RICHIESTA SCRITTA A >>
Stabilisci se le affermazioni (i), (ii) e (iii) concordano con il testo sulla rabbia nella coppia. Rispondi sì o no a ciascuna e cita alla lettera le parole del testo che decidono.
(i) La rabbia è un'emozione sbagliata.
(ii) Per prevenire un conflitto conviene evitare pregiudizi e valutazioni su ciò che il partner dice o fa quando è arrabbiato.
(iii) È meglio fare osservazioni sulla persona piuttosto che sugli eventi.
RICHIESTA SCRITTA B >> Prolunga il testo sulla rabbia nella coppia riprendendo subito dopo la sua ultima frase.

TESTO DATO >>
*****
Quando la rabbia diventa conflitto
La rabbia è un’emozione primaria, innata, che proviamo quando ci sentiamo in qualche modo “calpestati” o non rispettati da qualcuno. Non è un’emozione sbagliata o negativa, come molti credono, anzi si rivela molto utile quando ci aiuta a comprendere che è arrivato il momento di far sentire la nostra voce per chiedere – possibilmente in modo assertivo ed educato, come spiegavo qui – di “toglierci i piedi dalla testa”.
Come tutte le emozioni, anche la rabbia “anima” spesso la vita di coppia, creando in alcuni casi qualche problema più o meno grave! Non è facile, infatti, gestire la rabbia di un partner, soprattutto quando è diretta nei propri confronti e spesso, invece di provare a comprendere cosa le abbia dato vita e come risolvere quella situazione, si finisce con lo sperimentare a propria volta rabbia. E quando a scontrarsi sono due muori di rabbia non è detto che vada sempre bene: ci sono le coppie in cui i partner hanno imparato che dopo aver lasciato sfogare l’emozione è possibile dialogare con maggior serenità, così da risolvere i problemi, ma ci sono anche le coppie che all’esplosione della rabbia fanno seguire giorni di silenzio o di reciproche frecciatine, fino a che il risentimento e l’irritazione non svaniscono da soli, senza però mai affrontare le questioni irrisolte che nel tempo si accumulano inesorabilmente.
Cosa si può fare allora perché la rabbia non diventi conflitto o perché, una volta diventata conflitto, non diventi un muro insormontabile? Proviamo a vederlo insieme.
Per prevenire il conflitto
Chiaramente i conflitti nascono solo perché un partner ha espresso la propria rabbia nei confronti dell’altro, ma di certo in ogni conflitto è forte la componente emotiva e in particolare è sempre accesa la spia rossa della rabbia. Per evitare che questa spia inizi a lampeggiare, esistono dei trucchetti che possono aiutarci a prevenire un conflitto di coppia.
Il primo è quello di evitare pregiudizi e valutazioni rispetto a ciò che il partner dice o fa quando è arrabbiato, perché un simile atteggiamento lo metterebbe sulla difensiva: la reazione più comune di fronte ad una critica è, infatti, quella di difendere il proprio operato o le proprie idee perché spesso di ha l’impressione che l’altro si reputi superiore (e questo in una coppia non è mai piacevole!). Perciò è decisamente meglio limitarsi a fare osservazioni oggettive, preferibilmente sugli eventi piuttosto che sulla persona e su ciò che sta provando, così da poter esprimere il proprio parere senza ferire l’altro, aprendogli magari gli occhi su una nuova possibile lettura di quello che sta avvenendo.
*****
DATI FORNITI >>
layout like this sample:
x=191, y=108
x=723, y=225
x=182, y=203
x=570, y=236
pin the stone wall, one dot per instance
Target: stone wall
*****
RISULTATO A >>
(i) No: "Non è un’emozione sbagliata o negativa, come molti credono"
(ii) Sì: "Il primo è quello di evitare pregiudizi e valutazioni rispetto a ciò che il partner dice o fa quando è arrabbiato"
(iii) No: "preferibilmente sugli eventi piuttosto che sulla persona e su ciò che sta provando"

RISULTATO B >>
Un secondo consiglio per allontanare il rischio di un conflitto è evitare di “leggere la mente” dell’altro: se non mi è chiaro qualcosa di ciò che sta facendo o pensando è bene fare delle domande, dare la possibilità di spiegare, piuttosto che provare ad interpretare, attribuendo magari all’altro intenzioni che non sono sue. Questo in modo speciale quando c’è di mezzo la rabbia, perché non tutti provano rabbia per lo stesso motivo e ciò che fa “scattare” me non è sempre ciò che fa irritare il mio partner, quindi meglio verificare bene. E quando il partner ci parla di ciò che sta provando è importante accogliere il suo vissuto e, se qualcosa non è chiaro, è bene farselo spiegare, perché essendo naturalmente diverso dal proprio e pertanto relativamente incomprensibile, è facile che venga interpretato male.
Infine, se siamo noi in prima persona a provare la rabbia, bisogna imparare ad esprimere quello che stiamo provando, senza incolpare l’altro per questa emozione, e ad esprimere i propri bisogni, senza pretendere che siano soddisfatti sempre e comunque.
Approfondiamo meglio cosa significa e in cosa consiste quanto ho appena detto.
Comunicare le emozioni
Non per tutti è semplice comunicare le proprie emozioni, specie quando parliamo della rabbia: ci sono persone che si vergognano o si sentono in colpa per il fatto di provarla, persone che hanno imparato che non è bene mostrarla, altre ancora che non riescono a comprendere da cosa dipenda. Eppure per non correre il rischio di un conflitto è importante sapere parlare serenamente di quello che accade dentro ciascun partner, trovando insieme il modo per prendersi cura dei bisogni che anche la rabbia, al pari di ogni emozione, racchiude.
Comunicare adeguatamente la rabbia consiste nell’esprimere chiaramente quello che si prova senza però addossarne la responsabilità all’altro, come dicevo prima, bensì facendosene carico: per quanto l’altro possa provocare una certa situazione, la “scelta” di rispondervi con la rabbia è solo mia. Un’altra persona al mio posto potrebbe reagire con un’emozione diversa semplicemente perché potrebbe interpretare diversamente la situazione che sta avendo luogo.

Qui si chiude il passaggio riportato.